== REQUIRED WORK ==
For the records below, print every one exactly, with nothing dropped.

Segmentation mask data:
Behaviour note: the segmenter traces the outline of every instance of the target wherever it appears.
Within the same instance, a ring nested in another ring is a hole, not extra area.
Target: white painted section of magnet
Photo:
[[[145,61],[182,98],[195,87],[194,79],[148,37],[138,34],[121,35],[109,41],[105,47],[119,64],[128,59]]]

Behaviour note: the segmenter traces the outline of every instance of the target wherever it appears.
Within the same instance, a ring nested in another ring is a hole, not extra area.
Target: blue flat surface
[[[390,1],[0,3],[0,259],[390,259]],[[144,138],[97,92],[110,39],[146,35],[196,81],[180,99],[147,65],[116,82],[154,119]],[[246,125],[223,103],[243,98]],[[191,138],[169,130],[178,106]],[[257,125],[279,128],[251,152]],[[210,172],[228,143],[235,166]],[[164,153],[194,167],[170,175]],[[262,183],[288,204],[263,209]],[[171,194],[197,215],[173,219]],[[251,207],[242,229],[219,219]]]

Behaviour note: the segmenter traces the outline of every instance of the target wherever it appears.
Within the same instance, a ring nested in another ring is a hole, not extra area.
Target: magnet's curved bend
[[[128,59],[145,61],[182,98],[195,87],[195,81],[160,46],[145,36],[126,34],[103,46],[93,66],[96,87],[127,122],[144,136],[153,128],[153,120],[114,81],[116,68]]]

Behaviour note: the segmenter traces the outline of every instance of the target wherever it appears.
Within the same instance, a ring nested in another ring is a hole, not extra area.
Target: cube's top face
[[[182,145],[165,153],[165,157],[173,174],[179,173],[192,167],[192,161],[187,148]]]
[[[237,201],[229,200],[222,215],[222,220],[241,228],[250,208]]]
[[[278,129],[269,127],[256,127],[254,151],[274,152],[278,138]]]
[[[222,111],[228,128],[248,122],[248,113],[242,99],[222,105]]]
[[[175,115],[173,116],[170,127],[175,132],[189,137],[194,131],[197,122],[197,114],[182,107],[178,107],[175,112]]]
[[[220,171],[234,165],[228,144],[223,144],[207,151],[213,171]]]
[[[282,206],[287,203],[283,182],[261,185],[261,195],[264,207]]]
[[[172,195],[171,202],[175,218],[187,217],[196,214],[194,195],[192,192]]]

== PROBLEM SOLUTION ==
Behaviour note: the segmenter traces the outline of every instance of the target wherever it appears.
Within the same instance, a ring nested in another ring is a hole, not extra area.
Target: white painted section of magnet
Photo:
[[[145,61],[182,98],[195,87],[194,79],[148,37],[138,34],[121,35],[109,41],[105,47],[119,64],[128,59]]]

Behaviour note: the segmenter traces the outline of every instance of the target wherever it appears.
Within the same instance, a ring nested in another ring is a hole, not extra area.
Target: blue flat surface
[[[390,1],[0,3],[0,259],[390,259]],[[144,138],[97,92],[110,39],[146,35],[196,81],[180,99],[147,65],[116,82],[154,119]],[[246,125],[223,103],[243,98]],[[191,138],[169,130],[178,106]],[[257,125],[279,128],[251,152]],[[210,172],[228,143],[235,166]],[[164,153],[194,167],[170,175]],[[262,183],[288,204],[263,209]],[[171,194],[197,215],[173,219]],[[251,207],[242,229],[219,219]]]

Behaviour note: the segmenter traces the outline of every instance of the target wherever it appears.
Within the same instance, a ring nested in another ring is a hole, not extra area.
Target: magnet's curved bend
[[[128,59],[145,61],[182,98],[195,87],[195,81],[160,46],[145,36],[126,34],[103,46],[93,66],[96,87],[127,122],[144,136],[153,128],[153,120],[114,81],[116,68]]]

Behaviour note: the segmenter traces the outline of every instance of the target wherever it appears.
Within the same instance, a ring nested in another ring is a hole, not extra area.
Target: cube's top face
[[[182,145],[165,153],[165,157],[173,174],[179,173],[192,167],[192,161],[187,148]]]
[[[237,201],[229,200],[222,215],[222,220],[241,228],[250,208]]]
[[[278,129],[269,127],[256,127],[254,151],[274,152],[278,138]]]
[[[222,111],[228,128],[248,122],[248,113],[242,99],[222,105]]]
[[[175,115],[173,116],[170,127],[175,132],[189,137],[194,131],[197,122],[197,114],[182,107],[178,107],[175,112]]]
[[[220,171],[234,165],[228,144],[223,144],[207,151],[213,171]]]
[[[282,206],[287,203],[283,182],[261,185],[261,195],[264,207]]]
[[[172,195],[171,202],[175,218],[187,217],[196,214],[194,195],[192,192]]]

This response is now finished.